Fei Zhong (費仲) was a minister for Di Xin during the Late Shang period of the Shang dynasty. Little is known about him outside of posthumous accounts in the Chinese classics, seemingly being absent from oracle bones.

==Traditional historiography==
In Records of the Grand Historian, Fei Zhong is recorded as the man to accept San Yisheng and Hong Yao's bargaining for the release of King Wen of Zhou after he was imprisoned; the two offered a woman of the Youshen clan (有莘氏), fine horses, and rare curios in exchange for King Wen's freedom. This came during a plot in which King Wen plotted to overthrow Di Xin following a report from Marquess Hu of Chong. Di Xin was surprised at the offer, and not only released King Wen, but also bestowed him with weaponry in the interests of him going on military expeditions once more, something Predynastic Zhou had done to defend Shang before. Despite this, the plot continued.

▶ **INPUT DATA**:
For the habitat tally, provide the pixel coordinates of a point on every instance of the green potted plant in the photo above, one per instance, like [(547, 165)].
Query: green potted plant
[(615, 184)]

▶ **ABOUT THIS EXERCISE**: Continue the account of Fei Zhong, the Shang minister, beginning immediately after its final sentence.

▶ **ANSWER FOR THE TASK**:
Han Fei expands on the above narrative in Han Feizi, where Fei Zhong is recorded as hailing the virtue of King Wen, but noting that he would become a threat to Shang if his plot continued. However, Di Xin refused to execute him, and after three attempts to reason with the ruler, it was too late, and Shang fell to King Wu. He also portrays Fei Zhong's reception of King Wen's goods differently: He implies that King Wen had employed Fei Zhong to confuse Di Xin's mind and that led to his downfall, having accepted a jade tablet from him as a gift whereas Jiao Ge (膠鬲), another minister, could not obtain it. King Wen's support of Fei Zhong, then, was made with the knowledge that his coveting of curios would corrupt the state further, making it easier to overthrow.

Fei Zhong would command a large army during the Battle of Muye, but would ultimately be defeated and killed on the battlefield along with his son, Elai Ge, by the army of King Wu of Zhou, continuing his father's legacy. The Shang dynasty would be overthrown, bringing about the Western Zhou period.

==Family==
Fei Zhong was a descendent of Zhongyan, a minister for Tai Wu. His descendents, Feizi and Zaofu, would go on to found the State of Qin and State of Zhao, respectively. His children, Elai Ge and Ji Sheng, would serve Di Xin along with him.

==Legacy==
Mozi contrasts Fei Zhong with Weizi of Song and Jizi; whereas he was a terror to the world, Weizi and Jizi were the sages of their day. He makes a further point, stating that they spoke the same language: Therefore, regardless of tongue, one can use it for good or evil.

===In fiction===
Fei Zhong is portrayed as the uncle of Daji, the semi-legendary consort of Di Xin whose sadism corrupted him, in Investiture of the Gods.